## WRITTEN TASK
Only the lines from the line containing "written like (6,24)." to the end of the entries should be repeated, exactly as they appear.
— START STORED ROWS —
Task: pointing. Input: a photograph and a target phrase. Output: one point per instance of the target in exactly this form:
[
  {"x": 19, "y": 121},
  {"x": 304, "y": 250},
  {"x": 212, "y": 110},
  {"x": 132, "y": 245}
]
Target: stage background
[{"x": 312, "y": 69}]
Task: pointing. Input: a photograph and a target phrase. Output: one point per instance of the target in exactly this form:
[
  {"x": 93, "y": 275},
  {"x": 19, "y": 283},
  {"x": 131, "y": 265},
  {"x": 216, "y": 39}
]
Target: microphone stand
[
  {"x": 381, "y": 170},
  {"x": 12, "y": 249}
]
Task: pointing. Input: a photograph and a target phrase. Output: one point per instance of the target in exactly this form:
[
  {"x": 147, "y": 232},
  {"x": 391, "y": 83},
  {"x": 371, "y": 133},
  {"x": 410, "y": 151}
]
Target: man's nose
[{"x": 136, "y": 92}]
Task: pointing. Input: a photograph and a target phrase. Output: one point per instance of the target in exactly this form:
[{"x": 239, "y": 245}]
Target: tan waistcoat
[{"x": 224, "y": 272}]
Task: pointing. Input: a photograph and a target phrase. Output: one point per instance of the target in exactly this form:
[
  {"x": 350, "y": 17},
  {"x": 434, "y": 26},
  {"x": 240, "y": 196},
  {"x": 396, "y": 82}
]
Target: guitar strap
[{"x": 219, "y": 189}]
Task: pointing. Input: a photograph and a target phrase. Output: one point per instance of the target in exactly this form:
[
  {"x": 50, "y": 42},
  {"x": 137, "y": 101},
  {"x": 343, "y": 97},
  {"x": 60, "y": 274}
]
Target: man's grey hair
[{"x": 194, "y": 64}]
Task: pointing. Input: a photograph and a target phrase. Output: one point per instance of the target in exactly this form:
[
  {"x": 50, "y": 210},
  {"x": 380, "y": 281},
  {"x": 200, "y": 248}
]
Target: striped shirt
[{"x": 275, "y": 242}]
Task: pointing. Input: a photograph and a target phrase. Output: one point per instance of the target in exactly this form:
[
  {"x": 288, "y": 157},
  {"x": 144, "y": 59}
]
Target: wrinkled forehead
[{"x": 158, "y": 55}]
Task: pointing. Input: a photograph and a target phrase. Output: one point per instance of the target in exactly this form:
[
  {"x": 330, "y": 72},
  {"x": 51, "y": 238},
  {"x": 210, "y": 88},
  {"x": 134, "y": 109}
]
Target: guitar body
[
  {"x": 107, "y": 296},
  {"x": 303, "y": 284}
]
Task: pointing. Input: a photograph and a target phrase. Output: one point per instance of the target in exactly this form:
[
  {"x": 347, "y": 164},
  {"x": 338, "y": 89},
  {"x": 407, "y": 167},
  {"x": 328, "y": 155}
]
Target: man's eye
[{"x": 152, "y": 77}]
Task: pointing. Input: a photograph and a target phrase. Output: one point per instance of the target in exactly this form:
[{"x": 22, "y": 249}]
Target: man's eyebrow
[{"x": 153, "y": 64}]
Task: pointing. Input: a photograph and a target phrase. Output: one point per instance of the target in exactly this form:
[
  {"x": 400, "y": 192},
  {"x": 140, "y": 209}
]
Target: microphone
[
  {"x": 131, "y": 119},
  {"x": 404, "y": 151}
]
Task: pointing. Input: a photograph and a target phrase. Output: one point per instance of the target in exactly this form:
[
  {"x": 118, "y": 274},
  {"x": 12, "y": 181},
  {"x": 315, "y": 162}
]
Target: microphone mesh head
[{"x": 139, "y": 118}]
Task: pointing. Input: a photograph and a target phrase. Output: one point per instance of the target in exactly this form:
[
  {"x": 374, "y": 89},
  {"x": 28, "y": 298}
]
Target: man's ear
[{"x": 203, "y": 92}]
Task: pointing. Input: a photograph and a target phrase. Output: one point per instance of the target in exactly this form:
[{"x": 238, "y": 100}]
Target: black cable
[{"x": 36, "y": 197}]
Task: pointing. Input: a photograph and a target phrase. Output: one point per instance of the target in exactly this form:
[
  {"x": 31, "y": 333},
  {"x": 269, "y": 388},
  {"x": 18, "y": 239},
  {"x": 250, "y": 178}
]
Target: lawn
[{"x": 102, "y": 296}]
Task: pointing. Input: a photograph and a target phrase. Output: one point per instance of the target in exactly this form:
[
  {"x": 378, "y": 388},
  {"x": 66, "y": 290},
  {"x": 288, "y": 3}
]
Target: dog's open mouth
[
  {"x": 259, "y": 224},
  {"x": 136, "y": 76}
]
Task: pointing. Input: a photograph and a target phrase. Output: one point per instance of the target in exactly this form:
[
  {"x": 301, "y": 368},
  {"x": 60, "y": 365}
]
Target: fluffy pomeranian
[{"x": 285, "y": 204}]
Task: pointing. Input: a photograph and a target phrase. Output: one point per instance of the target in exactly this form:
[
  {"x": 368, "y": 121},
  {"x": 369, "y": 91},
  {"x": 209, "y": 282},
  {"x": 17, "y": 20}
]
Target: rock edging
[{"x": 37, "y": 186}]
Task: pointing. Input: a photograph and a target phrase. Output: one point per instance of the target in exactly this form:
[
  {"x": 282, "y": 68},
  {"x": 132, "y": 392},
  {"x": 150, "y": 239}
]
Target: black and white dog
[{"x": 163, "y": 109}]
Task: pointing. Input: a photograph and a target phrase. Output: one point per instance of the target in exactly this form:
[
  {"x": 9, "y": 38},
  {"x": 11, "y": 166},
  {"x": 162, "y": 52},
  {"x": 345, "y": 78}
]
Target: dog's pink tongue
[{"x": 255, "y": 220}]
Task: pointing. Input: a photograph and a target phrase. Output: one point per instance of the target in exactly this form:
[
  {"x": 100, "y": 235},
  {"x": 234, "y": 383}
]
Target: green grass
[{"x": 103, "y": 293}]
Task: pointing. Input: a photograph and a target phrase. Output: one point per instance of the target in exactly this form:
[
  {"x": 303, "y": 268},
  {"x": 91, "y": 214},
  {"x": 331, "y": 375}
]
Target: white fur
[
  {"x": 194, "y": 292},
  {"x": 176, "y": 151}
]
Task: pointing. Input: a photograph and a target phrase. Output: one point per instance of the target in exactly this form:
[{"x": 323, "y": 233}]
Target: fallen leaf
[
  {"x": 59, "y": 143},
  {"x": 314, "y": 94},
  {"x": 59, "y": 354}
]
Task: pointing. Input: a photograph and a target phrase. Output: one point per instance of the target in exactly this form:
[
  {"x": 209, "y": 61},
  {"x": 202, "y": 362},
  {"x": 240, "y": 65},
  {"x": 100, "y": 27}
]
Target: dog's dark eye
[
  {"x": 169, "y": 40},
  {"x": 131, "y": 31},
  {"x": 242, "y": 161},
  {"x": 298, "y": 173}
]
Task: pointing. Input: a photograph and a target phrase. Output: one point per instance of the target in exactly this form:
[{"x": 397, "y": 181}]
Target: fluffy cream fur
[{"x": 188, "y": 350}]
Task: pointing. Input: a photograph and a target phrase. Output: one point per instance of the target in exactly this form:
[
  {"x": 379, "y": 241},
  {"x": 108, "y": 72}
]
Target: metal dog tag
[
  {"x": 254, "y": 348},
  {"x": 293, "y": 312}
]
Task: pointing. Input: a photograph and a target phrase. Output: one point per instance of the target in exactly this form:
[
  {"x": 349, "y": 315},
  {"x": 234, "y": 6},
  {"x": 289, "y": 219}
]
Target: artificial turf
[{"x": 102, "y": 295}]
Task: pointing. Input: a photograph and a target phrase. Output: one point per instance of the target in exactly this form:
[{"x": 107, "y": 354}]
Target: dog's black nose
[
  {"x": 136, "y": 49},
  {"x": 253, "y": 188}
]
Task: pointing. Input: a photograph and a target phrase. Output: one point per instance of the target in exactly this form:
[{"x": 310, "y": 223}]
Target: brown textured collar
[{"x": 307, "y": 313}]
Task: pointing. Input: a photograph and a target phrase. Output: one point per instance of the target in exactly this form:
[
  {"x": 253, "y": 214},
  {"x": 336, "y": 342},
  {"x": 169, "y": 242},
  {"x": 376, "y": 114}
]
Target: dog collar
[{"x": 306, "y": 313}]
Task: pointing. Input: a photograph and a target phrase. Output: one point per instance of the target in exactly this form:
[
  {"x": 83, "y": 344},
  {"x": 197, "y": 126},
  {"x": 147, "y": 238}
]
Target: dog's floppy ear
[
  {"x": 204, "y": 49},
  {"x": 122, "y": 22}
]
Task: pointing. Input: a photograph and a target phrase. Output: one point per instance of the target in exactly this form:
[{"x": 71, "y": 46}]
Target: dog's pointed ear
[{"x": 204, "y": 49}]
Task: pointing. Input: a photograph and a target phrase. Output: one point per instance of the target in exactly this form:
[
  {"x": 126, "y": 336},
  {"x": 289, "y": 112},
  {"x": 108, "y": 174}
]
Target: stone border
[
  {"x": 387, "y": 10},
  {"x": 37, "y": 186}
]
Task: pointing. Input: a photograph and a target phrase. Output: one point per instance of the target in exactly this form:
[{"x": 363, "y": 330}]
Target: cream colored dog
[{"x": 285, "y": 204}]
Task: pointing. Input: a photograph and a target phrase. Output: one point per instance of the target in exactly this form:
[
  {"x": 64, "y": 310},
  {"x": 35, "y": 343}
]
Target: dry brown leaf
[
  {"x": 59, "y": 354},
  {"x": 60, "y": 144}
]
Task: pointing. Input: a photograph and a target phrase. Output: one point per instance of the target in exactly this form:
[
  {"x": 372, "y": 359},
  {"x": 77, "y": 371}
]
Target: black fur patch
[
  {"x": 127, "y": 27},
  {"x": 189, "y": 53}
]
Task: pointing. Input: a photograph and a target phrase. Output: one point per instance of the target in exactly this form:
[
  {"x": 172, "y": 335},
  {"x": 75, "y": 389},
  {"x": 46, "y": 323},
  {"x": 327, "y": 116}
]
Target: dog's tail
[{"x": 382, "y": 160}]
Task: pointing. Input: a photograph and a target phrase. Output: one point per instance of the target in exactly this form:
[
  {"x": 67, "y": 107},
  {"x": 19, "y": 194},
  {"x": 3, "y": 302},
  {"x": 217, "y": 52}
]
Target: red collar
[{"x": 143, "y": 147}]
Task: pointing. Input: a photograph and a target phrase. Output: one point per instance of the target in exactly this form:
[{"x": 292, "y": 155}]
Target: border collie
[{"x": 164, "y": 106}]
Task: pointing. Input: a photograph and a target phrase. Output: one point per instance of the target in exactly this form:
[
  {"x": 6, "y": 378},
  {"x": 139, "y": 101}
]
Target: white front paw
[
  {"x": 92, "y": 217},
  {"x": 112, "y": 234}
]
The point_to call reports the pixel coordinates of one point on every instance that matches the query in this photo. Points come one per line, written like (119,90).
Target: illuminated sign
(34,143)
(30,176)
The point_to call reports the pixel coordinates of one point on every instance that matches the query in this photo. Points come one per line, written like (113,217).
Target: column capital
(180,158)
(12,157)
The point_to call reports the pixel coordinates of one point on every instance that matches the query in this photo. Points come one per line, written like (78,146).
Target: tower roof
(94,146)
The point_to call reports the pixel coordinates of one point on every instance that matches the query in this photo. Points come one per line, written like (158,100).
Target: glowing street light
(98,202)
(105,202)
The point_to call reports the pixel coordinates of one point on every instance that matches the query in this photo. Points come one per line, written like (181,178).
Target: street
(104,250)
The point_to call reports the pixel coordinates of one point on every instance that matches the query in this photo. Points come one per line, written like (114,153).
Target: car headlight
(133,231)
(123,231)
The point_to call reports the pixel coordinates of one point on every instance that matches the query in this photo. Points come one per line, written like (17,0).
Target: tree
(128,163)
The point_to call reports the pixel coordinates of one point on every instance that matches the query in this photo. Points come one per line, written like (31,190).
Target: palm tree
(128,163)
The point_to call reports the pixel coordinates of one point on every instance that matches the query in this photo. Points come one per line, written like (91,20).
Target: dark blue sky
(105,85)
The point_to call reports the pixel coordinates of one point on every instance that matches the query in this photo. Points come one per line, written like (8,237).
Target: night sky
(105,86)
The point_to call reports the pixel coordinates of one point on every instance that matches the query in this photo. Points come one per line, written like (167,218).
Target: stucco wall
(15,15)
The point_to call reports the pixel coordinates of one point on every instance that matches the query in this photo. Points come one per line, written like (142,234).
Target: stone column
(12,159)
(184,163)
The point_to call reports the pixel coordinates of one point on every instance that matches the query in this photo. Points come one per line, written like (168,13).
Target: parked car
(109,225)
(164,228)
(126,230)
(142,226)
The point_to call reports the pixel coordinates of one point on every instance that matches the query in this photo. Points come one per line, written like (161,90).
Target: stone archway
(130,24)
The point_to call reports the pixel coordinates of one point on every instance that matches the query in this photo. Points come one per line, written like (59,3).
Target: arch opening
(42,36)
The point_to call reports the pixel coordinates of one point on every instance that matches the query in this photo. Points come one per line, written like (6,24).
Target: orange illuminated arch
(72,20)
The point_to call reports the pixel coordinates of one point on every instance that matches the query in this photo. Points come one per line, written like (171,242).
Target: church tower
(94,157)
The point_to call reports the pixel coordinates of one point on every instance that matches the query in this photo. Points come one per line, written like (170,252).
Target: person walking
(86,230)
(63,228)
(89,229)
— END STORED ROWS —
## EXERCISE ANSWER
The point_to call reports the pixel coordinates of one point on every instance that matches the query in this photo. Points come one per line, written like (6,24).
Target: orange illuminated arch
(72,20)
The point_to call reports the pixel coordinates of one point on every instance that matches the query in this photo. Points come one per line, written like (171,242).
Target: church tower
(94,157)
The point_to call reports the pixel coordinates of one point on every instance that matches the query in this photo. Points come one per line, written like (170,252).
Target: person walking
(86,230)
(63,228)
(89,229)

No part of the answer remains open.